◆ Problem to work on ◆
List every person named in the blog post below on paying student representatives.

◆ Document segment ◆
::::
This blog was written by Michael Natzler, HEPI’s Policy Officer, who recently edited the HEPI essay collection, ‘What is the student voice? 13 essays on how to listen to students and how to act on what they say’ and contributed a chapter drawing on interviews with the Office for Students’ Student Panel. Michael is on Twitter @Michael_Natzler.
The first blog I wrote for HEPI when I joined about two years ago was about whether student representatives should be paid for the vital work they do representing student issues. It seemed absurd to me when I had been a student representative for 4,000 Arts and Humanities undergraduates putting in several hours each week that, beyond being good experience, something for the CV and a sense of doing good, the work was not a paid or more generally recognised role. The blog reads:
Much can be read from where universities put their money … it is crudely telling that universities happily pay £9/hour for students to circulate canapés and top up glasses of fizz for guests of the university but are less keen to invest in strengthening the mechanisms of student representation which lie absolutely at the heart of their student programmes. …
What’s more, in all of this, universities may well find themselves in a hypocritical tangle. Increasingly university careers departments are moving away from listing unpaid work opportunities … yet the very same universities that oppose unpaid work often rely on unpaid student reps themselves.
It still seems bizarre that something so critical to students’ experiences at university is not better incentivised or supported by many institutions and the reliance on student volunteers prevails. Aside from avoiding hypocritical tangles, if course representatives were paid, it might open up the roles to students who would be unable to take on an unpaid role due to financial pressures. Their inclusion would mean their vital and often forgotten perspectives could inform decisions – a point Cath Brown makes in reference to mature and part-time learners in her chapter in our recent student voice collection. Cath also advocates for the payment of student representatives:
Moving student voice past the simple ‘feedback’ model towards real partnership and valuing experience and insight could pay dividends. And be prepared to pay students for their labour – not with pizza, but on a financial basis, as consultants. For mature students in particular, time is money.
Amatey Doku, Former Vice-President Higher Education at the NUS, has previously argued in the HEPI collection on racial inequality, The white elephant in the room: ideas for reducing racial inequalities in higher education about the importance of paying – or ‘not disadvantaging’ students – for their work in the context of students acting as consultants, as opposed to course representatives:
On most issues where high-level strategic change is required, universities will often look externally for strategic advice and support. Consultants, sector bodies and contractors usually do the bulk of work in drawing up strategies, proposing solutions and in some cases support in their implementation. Universities will often pay sizeable amounts for that level of support but when it comes to equality and diversity, and more broadly, the BME student experience, which also requires high-level strategic transformation, there appears to be less investment. …
For BME students, universities should work with students’ unions to ensure that there is support for students who engage with the universities’ efforts to tackle the issues. If a plan requires significant amount of students’ time, effort and expertise, measures must be taken to ensure that students are not disadvantaged from engaging and where possible remunerated accordingly.
::::
◆ Excerpted records ◆
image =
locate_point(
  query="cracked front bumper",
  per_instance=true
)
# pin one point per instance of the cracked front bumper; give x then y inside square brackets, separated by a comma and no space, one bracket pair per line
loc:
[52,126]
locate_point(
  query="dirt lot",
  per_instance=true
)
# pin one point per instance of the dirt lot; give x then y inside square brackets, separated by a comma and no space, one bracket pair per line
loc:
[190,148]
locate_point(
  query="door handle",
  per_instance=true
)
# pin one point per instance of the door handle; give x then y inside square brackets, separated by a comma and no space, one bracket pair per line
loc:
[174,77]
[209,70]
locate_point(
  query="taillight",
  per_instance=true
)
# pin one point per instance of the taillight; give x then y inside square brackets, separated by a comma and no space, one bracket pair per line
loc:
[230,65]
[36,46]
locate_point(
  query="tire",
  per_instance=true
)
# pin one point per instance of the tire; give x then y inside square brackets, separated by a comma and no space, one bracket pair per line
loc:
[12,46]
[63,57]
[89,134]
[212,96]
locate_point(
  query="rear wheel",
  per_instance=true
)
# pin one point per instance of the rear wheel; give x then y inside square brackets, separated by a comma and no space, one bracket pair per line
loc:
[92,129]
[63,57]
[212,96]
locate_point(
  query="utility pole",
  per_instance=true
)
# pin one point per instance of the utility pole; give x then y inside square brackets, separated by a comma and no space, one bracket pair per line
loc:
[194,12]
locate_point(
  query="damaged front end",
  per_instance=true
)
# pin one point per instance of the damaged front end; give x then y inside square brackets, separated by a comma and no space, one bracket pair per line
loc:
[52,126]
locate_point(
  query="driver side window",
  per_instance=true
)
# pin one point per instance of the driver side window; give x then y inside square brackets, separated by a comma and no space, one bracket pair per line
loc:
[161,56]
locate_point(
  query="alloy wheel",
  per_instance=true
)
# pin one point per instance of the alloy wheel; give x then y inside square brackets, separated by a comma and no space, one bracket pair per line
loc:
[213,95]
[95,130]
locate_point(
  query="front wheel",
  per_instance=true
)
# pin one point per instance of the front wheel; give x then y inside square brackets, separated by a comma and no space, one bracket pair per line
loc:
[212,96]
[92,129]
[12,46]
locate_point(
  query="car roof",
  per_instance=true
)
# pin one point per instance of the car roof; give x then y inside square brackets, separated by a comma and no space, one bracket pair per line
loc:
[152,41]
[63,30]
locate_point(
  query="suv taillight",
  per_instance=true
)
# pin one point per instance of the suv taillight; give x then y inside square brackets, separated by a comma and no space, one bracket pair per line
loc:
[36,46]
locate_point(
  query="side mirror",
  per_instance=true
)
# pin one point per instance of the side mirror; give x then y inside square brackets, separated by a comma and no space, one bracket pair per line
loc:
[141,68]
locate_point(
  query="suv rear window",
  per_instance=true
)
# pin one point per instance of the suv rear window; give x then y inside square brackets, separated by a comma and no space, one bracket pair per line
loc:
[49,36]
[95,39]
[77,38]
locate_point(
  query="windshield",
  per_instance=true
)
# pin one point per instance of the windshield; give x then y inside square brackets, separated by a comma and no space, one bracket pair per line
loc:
::::
◆ Task answer ◆
Michael Natzler, Cath Brown, Amatey Doku